## Stored data
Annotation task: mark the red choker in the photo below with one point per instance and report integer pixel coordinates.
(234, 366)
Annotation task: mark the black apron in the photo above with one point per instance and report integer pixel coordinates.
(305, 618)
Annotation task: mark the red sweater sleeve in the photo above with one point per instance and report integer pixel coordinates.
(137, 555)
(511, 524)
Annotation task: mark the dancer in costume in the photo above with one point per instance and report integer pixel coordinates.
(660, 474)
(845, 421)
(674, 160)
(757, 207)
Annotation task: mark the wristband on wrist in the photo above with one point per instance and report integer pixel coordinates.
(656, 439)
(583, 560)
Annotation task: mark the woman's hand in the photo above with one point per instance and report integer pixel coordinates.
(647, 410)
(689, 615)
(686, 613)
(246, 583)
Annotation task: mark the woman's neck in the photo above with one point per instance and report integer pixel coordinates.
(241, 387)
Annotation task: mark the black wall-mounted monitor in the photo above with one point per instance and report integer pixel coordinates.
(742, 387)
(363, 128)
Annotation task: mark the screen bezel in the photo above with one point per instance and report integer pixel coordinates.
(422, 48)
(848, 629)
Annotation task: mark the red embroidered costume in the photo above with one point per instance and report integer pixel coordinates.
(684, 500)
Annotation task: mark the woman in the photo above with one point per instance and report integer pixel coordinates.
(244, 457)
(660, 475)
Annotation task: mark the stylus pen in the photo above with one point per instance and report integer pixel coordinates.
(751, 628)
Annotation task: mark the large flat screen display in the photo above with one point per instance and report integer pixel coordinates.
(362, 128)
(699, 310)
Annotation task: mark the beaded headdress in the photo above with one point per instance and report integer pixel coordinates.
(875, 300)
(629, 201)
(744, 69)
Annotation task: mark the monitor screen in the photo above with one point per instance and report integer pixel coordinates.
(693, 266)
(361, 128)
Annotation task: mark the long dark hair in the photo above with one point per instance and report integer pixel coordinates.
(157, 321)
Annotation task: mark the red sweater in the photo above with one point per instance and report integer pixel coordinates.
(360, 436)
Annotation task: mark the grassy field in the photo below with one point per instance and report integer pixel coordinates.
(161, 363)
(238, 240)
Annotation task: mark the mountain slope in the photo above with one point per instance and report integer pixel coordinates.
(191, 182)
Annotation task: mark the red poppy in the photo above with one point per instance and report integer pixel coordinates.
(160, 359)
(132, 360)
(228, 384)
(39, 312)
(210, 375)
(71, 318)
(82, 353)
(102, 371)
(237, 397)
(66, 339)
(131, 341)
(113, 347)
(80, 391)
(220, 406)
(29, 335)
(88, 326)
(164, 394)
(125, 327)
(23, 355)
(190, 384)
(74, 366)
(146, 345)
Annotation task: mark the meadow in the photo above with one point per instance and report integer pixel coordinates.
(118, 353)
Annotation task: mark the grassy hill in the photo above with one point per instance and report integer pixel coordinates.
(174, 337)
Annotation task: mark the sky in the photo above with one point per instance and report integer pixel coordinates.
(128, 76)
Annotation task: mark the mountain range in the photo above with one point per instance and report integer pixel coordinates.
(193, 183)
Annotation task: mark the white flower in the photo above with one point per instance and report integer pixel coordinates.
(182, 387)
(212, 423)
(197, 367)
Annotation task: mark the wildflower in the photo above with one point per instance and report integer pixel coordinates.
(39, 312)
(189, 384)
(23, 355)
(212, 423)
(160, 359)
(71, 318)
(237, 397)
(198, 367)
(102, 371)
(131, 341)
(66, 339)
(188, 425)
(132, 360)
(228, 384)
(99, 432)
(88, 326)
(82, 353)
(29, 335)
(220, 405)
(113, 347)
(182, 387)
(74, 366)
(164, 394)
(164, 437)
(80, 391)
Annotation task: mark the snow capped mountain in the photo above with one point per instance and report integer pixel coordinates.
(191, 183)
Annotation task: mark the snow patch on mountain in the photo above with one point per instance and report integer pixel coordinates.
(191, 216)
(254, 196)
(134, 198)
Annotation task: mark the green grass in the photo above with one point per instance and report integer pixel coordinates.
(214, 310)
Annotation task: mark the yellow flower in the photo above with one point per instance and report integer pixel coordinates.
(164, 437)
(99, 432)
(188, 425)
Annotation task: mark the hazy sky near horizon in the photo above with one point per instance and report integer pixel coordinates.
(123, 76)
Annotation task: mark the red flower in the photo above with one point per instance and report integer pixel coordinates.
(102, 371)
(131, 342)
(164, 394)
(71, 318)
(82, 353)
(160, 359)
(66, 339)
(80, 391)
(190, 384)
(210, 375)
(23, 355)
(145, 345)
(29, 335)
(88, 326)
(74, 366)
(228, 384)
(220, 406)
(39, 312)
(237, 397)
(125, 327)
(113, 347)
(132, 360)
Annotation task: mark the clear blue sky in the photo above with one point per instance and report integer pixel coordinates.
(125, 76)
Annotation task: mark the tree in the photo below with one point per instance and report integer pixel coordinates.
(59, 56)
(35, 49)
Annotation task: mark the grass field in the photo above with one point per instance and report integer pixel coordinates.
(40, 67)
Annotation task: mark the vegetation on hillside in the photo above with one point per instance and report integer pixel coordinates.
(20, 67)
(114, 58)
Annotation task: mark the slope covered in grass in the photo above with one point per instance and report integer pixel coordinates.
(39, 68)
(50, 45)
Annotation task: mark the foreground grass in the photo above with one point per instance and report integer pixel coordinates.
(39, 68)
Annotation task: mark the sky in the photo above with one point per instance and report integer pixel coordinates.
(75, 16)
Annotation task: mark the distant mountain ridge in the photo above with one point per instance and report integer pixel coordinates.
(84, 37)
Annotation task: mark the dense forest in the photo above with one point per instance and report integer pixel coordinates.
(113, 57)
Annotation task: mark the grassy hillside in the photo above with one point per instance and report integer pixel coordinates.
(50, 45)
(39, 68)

## What the exercise asks
Please reproduce the listing exactly, keeping every line as it is.

## Answer section
Annotation task: mark the red choker in the photo below with one point per instance and report integer pixel coordinates.
(234, 366)
Annotation task: mark the black apron in the photo above with one point per instance and report integer pixel coordinates.
(305, 618)
Annotation task: mark the red sweater sleeve in the photo above with one point per instance and report integer pixel coordinates.
(137, 555)
(511, 524)
Annotation task: mark the dancer in costume in the photo above with one point per instance and report integer pixel coordinates.
(660, 474)
(845, 421)
(674, 160)
(757, 207)
Annotation task: mark the wristband on wrist in the photo above with one point per instance and report integer pixel coordinates.
(656, 439)
(583, 560)
Annotation task: mark the woman's hand in the photo above with one point per instance and report integer pixel coordinates.
(647, 410)
(689, 615)
(686, 613)
(246, 583)
Annotation task: mark the woman's neck in the photo above with one point per instance and report integer pixel coordinates.
(241, 387)
Annotation task: mark the black wall-mounted monitor in the photo above with one point per instance and report integer pixel coordinates.
(742, 387)
(363, 128)
Annotation task: mark the screen bezel in the photo above with one point per instance and report integer pixel coordinates.
(422, 48)
(848, 629)
Annotation task: mark the red embroidered costume in the photo above with one point per instance and report integer pixel coordinates.
(684, 500)
Annotation task: mark the woman in the photo above with one point per instance and report integer pixel coordinates.
(244, 457)
(660, 475)
Annotation task: mark the stylus pen in the photo above with one point per instance and report integer pixel coordinates.
(751, 628)
Annotation task: mark the large flat screen display in the photo above with one point per instance and report integer pixel coordinates.
(362, 128)
(699, 310)
Annotation task: mark the beaded headdress in the photo above with one point per instance and report integer pixel coordinates.
(875, 300)
(629, 201)
(744, 69)
Annotation task: mark the monitor screen in the photo above with one point per instance and report integer pixel coordinates.
(693, 266)
(361, 128)
Annotation task: mark the long dark hair in the photo above with one point per instance and report integer pixel coordinates.
(157, 321)
Annotation task: mark the red sweater in the photo above with one point per instance and report integer pixel coordinates.
(360, 436)
Annotation task: mark the grassy field in the photo below with one point per instance and report integer pixel coordinates.
(161, 363)
(238, 240)
Annotation task: mark the mountain slope in the photo above with one point per instance and report integer pixel coordinates.
(191, 182)
Annotation task: mark the red poppy in the photo above with one point per instance and report integer pixel coordinates.
(160, 359)
(132, 360)
(228, 384)
(39, 312)
(210, 375)
(71, 318)
(82, 353)
(102, 371)
(237, 397)
(66, 339)
(131, 341)
(113, 347)
(80, 391)
(220, 406)
(29, 335)
(88, 326)
(164, 394)
(125, 327)
(23, 355)
(190, 384)
(74, 366)
(146, 345)
Annotation task: mark the meadow in the photo above with one point per instance and report integer pixel coordinates.
(118, 353)
Annotation task: mark the grassy hill in the photo above with one point per instance and report integer pixel coordinates.
(174, 337)
Annotation task: mark the sky in the photo above with one point per instance and report integer pixel coordinates.
(128, 76)
Annotation task: mark the mountain range in the photo above with one point per instance and report integer pixel coordinates.
(193, 183)
Annotation task: mark the white flower in the photo above with one point per instance and report integer pixel coordinates.
(182, 387)
(212, 423)
(197, 367)
Annotation task: mark the wildflower in the photo above with one point per instance and report integer pixel coordinates.
(39, 312)
(189, 384)
(23, 355)
(212, 423)
(160, 359)
(71, 318)
(237, 397)
(198, 367)
(102, 371)
(131, 341)
(66, 339)
(188, 425)
(132, 360)
(228, 384)
(99, 432)
(88, 326)
(82, 353)
(29, 335)
(220, 405)
(113, 347)
(182, 387)
(74, 366)
(164, 394)
(164, 437)
(80, 391)
Annotation task: mark the snow capped mountain in the photo above with one point per instance and report integer pixel coordinates.
(191, 183)
Annotation task: mark the snow patch on mountain in the photo above with one point per instance and report integer pixel coordinates.
(191, 216)
(254, 196)
(134, 198)
Annotation task: mark the green grass in the photo above with one point per instance and report integer pixel coordinates.
(214, 310)
Annotation task: mark the yellow flower in the photo above with one point per instance and report integer pixel coordinates.
(164, 437)
(99, 432)
(188, 425)
Annotation task: mark the hazy sky near horizon in the photo above with one point per instance and report integer pixel coordinates.
(123, 76)
Annotation task: mark the red flower in the photo above with one point per instance and report integer pixel coordinates.
(102, 371)
(131, 342)
(164, 394)
(71, 318)
(82, 353)
(160, 359)
(66, 339)
(80, 391)
(190, 384)
(210, 375)
(23, 355)
(145, 345)
(29, 335)
(88, 326)
(74, 366)
(228, 384)
(220, 406)
(39, 312)
(237, 397)
(125, 327)
(113, 347)
(132, 360)
Annotation task: mark the clear blue sky in the photo above with one point per instance and report integer pixel coordinates.
(125, 76)
Annotation task: mark the tree in the photo below with one point per instance and report integer pixel coordinates.
(59, 56)
(35, 49)
Annotation task: mark the grass field in the photo above with one point per instance and report integer pixel coordinates.
(40, 67)
Annotation task: mark the vegetation on hillside in the photo above with one point per instance and report integer pixel coordinates.
(20, 67)
(114, 58)
Annotation task: mark the slope covered in grass in the photo above with one point per instance and report integer pixel coordinates.
(39, 68)
(50, 45)
Annotation task: mark the foreground grass in the photo above with one point per instance and report integer pixel coordinates.
(39, 68)
Annotation task: mark the sky in the photo above with one point per instance and report integer pixel coordinates.
(75, 16)
Annotation task: mark the distant mountain ridge in the photo above with one point per instance and report integer pixel coordinates.
(84, 37)
Annotation task: mark the dense forest in the photo above with one point per instance and report integer pixel coordinates.
(113, 57)
Annotation task: mark the grassy hillside in the photo above with one point per instance and report integer pixel coordinates.
(50, 45)
(39, 68)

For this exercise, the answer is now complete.